Task statement —
Can you reproduce every one of the items below word for word, without changing a single character?

Listing —
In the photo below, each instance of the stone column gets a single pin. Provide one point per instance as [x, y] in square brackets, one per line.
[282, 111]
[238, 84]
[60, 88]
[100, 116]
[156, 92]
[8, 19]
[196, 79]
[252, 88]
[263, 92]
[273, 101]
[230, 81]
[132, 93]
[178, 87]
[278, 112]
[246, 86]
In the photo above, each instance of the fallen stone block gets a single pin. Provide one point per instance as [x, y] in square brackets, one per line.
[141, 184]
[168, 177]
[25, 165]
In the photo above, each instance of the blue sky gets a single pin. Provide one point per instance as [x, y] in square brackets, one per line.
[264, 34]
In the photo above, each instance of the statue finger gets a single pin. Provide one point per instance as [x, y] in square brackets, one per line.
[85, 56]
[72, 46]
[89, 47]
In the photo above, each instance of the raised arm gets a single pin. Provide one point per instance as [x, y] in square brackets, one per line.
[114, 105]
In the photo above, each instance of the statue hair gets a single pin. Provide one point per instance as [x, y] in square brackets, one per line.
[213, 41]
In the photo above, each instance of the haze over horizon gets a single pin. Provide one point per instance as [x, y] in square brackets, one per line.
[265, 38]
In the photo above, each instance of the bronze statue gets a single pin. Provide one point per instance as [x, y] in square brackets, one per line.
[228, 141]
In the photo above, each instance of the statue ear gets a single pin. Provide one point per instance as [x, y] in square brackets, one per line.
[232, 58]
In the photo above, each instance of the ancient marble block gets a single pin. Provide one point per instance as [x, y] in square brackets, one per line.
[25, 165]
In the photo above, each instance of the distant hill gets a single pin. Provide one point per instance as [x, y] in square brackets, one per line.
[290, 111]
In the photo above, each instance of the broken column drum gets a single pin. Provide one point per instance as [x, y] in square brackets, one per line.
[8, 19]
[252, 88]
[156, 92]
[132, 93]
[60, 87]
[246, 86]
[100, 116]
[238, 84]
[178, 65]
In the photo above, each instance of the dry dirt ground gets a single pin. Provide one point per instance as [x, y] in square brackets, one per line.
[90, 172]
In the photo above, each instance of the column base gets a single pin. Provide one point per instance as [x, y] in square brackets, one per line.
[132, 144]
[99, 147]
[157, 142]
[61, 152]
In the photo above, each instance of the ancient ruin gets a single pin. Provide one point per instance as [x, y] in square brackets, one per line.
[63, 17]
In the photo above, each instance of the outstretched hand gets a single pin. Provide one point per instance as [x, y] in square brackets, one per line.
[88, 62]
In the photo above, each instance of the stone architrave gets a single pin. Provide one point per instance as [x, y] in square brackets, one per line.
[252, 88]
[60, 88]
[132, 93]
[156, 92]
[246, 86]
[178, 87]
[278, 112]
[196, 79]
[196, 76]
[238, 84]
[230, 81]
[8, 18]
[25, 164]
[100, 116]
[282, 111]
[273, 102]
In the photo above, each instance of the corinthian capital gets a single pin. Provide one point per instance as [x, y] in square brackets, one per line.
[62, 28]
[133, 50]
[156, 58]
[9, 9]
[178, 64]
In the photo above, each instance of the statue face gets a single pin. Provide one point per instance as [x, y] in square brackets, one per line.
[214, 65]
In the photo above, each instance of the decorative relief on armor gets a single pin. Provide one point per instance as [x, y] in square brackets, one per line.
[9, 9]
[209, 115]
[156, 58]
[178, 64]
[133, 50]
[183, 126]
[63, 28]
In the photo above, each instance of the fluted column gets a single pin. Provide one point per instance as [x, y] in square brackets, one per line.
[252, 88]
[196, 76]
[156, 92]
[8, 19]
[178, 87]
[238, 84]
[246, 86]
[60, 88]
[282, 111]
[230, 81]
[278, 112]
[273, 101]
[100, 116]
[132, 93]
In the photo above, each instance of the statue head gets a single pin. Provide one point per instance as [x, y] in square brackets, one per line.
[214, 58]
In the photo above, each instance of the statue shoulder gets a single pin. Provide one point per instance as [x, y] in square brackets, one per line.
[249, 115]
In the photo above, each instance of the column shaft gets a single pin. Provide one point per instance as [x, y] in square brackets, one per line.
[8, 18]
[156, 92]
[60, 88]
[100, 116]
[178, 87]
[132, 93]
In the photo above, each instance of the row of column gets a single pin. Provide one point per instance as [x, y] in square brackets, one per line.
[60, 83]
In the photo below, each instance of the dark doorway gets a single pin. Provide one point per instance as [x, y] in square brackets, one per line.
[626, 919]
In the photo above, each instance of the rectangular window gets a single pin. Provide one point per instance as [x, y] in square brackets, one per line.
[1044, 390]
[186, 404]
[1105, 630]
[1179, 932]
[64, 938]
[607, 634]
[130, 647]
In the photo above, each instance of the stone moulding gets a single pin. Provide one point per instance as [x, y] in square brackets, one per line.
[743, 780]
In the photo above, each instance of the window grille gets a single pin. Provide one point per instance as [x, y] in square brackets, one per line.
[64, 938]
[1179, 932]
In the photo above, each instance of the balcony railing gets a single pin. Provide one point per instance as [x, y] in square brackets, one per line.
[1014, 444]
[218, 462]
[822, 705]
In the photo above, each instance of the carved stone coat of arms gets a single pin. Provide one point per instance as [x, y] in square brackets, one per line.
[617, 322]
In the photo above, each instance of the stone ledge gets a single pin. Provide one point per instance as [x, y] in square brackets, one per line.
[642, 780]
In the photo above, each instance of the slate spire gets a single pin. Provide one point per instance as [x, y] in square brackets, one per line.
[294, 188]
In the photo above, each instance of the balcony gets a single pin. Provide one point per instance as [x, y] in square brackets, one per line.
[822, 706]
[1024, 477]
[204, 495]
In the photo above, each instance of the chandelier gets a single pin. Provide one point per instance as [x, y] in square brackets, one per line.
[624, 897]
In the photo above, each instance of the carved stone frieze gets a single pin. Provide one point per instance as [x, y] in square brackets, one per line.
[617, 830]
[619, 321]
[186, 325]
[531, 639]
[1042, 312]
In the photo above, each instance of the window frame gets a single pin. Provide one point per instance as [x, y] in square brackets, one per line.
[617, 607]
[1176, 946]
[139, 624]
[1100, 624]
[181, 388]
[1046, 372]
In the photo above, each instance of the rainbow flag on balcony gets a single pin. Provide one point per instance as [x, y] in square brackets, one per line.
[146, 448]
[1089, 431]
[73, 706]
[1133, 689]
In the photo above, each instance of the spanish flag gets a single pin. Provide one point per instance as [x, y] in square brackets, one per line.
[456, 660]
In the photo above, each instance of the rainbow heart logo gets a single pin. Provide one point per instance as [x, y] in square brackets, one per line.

Solution for this exercise —
In the photo below, each instance of the stone column gets a single pin. Provide one point per instance as [x, y] in square brackets, one per line.
[282, 111]
[238, 84]
[60, 88]
[100, 116]
[156, 92]
[8, 19]
[196, 79]
[252, 88]
[263, 92]
[273, 101]
[230, 81]
[132, 93]
[178, 87]
[278, 112]
[246, 86]
In the photo above, each instance of the fallen stone block gets a single pin. Provide one point per instance as [x, y] in square brackets, one per line.
[141, 184]
[168, 177]
[25, 165]
In the photo above, each instance of the blue sky gets a single pin. Provide one point per instance as [x, y] in square brackets, one per line.
[264, 34]
In the photo above, each instance of the statue finger gets a single pin. Provide one point per instance as [x, y] in square brackets, one per line.
[85, 56]
[72, 46]
[89, 47]
In the photo above, each instance of the raised arm gets a single pin. Provide one point per instance as [x, y] in square brackets, one per line.
[114, 105]
In the photo above, each instance of the statue hair gets a single pin. Provide one point per instance as [x, y] in square brackets, one per line.
[213, 41]
In the photo above, each instance of the haze over horizon gets a single pin. Provide one point per instance as [x, y] in square brackets, one per line.
[265, 38]
In the photo above, each instance of the bronze statue gets a single pin. Provide one point per instance as [x, y] in square brackets, one per line.
[228, 141]
In the photo above, each instance of the statue ear gets a single pin. Provide one point per instance as [x, y] in square brackets, one per line.
[232, 58]
In the photo above, each instance of the ancient marble block gets a single pin. Provide one point per instance as [x, y] in square brackets, one per line.
[25, 165]
In the photo above, each instance of the distant hill gets a single pin. Provide one point per instance as [x, y] in square brackets, one per line.
[290, 111]
In the photo above, each instance of the broken column drum gets a single pin. Provide one point per instance as [x, y] in square brackets, one per line.
[8, 19]
[252, 88]
[156, 92]
[132, 93]
[60, 87]
[246, 86]
[100, 116]
[238, 84]
[178, 65]
In the photo above, each instance of the dry dirt ground gets a single pin. Provide one point per instance as [x, y] in square brackets, one per line.
[90, 172]
In the photo above, each instance of the column base gets a single pin. Provide one point per instance as [x, y] in square brackets, one per line.
[132, 144]
[99, 147]
[157, 142]
[61, 152]
In the photo above, each instance of the ancient ruin gets a single pin. Provide one point per instance as [x, y] in square brackets, one per line.
[63, 17]
In the photo above, each instance of the outstretched hand gets a single pin. Provide one point per instance as [x, y] in square brackets, one per line.
[88, 62]
In the photo above, each instance of the stone architrave gets a single pin. Provide one point per instance as [x, y] in square brackets, one per line.
[252, 88]
[60, 88]
[132, 93]
[156, 92]
[246, 86]
[178, 87]
[278, 112]
[196, 79]
[196, 76]
[238, 84]
[230, 81]
[8, 18]
[25, 164]
[100, 116]
[282, 111]
[273, 102]
In the photo above, each instance of the corinthian capital gets a single pin. Provide one point per instance as [x, y] in square brackets, one per line.
[62, 28]
[133, 50]
[156, 58]
[9, 9]
[178, 64]
In the photo above, each instance of the statue face gets a single pin. Provide one point per instance as [x, y] in square brackets, one per line.
[214, 65]
In the photo above, each instance of the decorative relief on armor gets a single pin. Provide one point per instance as [x, y] in square brackets, one per line.
[9, 9]
[209, 115]
[156, 58]
[178, 64]
[133, 50]
[183, 126]
[63, 28]
In the photo above, each instance of the fluted column gets a single pin. Provide one point per instance as [x, y] in square brackets, one per line.
[252, 88]
[196, 76]
[156, 92]
[8, 19]
[178, 87]
[238, 84]
[246, 86]
[60, 88]
[282, 111]
[230, 81]
[278, 112]
[273, 101]
[100, 116]
[132, 93]
In the photo above, each instance of the statue head gets a single pin. Provide one point per instance as [x, y] in square brackets, one per line.
[214, 58]
In the photo above, each instance of the statue shoulder gets a single pin. Provide one point per instance as [x, y] in square brackets, one per line.
[249, 115]
In the photo above, each instance of the column shaft gets a single pin. Provide one point per instance as [x, y] in square brackets, one per line.
[8, 18]
[156, 92]
[60, 88]
[100, 116]
[178, 87]
[132, 93]
In the photo above, each instance of the row of column gets a single pin. Provide one point per instance as [x, y] in square brackets, one per line.
[60, 83]
In the photo below, each instance of the dark doorway gets a single pin. Provide one point per instance as [x, y] in square brackets, one per line.
[626, 919]
In the photo above, each instance of the rectangular window gets a single pin. Provide one point per instance as [x, y] in square brackets, one per line.
[1044, 390]
[186, 404]
[1105, 630]
[1179, 932]
[64, 938]
[607, 634]
[130, 647]
In the photo above, each instance of the stone moulding gets a single pin. Provide one point per instance as [x, y] in square brackets, one per line.
[743, 780]
In the photo above, each instance of the window grille gets a single pin. Provide one point per instance as [x, y] in square brackets, one per line.
[64, 938]
[1179, 932]
In the photo above, each instance of the balcony railing gets a single pin. Provide one point per instance as [x, y] in square brackets, one per line.
[1014, 444]
[218, 462]
[822, 705]
In the photo above, each instance of the carved stone coat of arms gets a single pin. Provide one point per instance as [x, y] in square brackets, one per line.
[617, 322]
In the photo above, each instance of the stone ledge gets a single pin. Provide one point per instance as [x, y] in square brackets, one per line.
[642, 780]
In the photo above, each instance of the slate spire gets a single pin. Provide one point per instance as [x, y] in square brackets, one per line.
[294, 188]
In the photo above, each instance of the balcony gets a single pin. Provide one point per instance as [x, y] in square brackets, one per line.
[822, 706]
[1024, 477]
[204, 495]
In the photo above, each instance of the chandelier gets a single pin. Provide one point per instance as [x, y] in square brackets, one per line.
[624, 897]
In the photo above, each instance of the carved stone frieze gets a single pin. Provide one point per instance as [x, y] in square brackets, one per line.
[617, 830]
[619, 321]
[186, 325]
[531, 639]
[1042, 312]
In the photo above, each instance of the window frame gets a single pin. Provide one point per instance as [x, y] in square brackets, one per line.
[617, 607]
[1176, 946]
[139, 624]
[1100, 624]
[181, 388]
[1046, 372]
In the photo above, each instance of the rainbow flag on balcony gets a single pin. Provide one point per instance as [x, y] in square brackets, one per line.
[146, 448]
[1089, 431]
[73, 706]
[1133, 689]
In the photo above, each instance of the spanish flag gets a single pin. Provide one point per instance as [x, y] in square brackets, one per line.
[456, 660]
In the photo above, each instance of the rainbow heart logo gets a single pin. Provide one point per instance as [x, y] in square brackets, one per line.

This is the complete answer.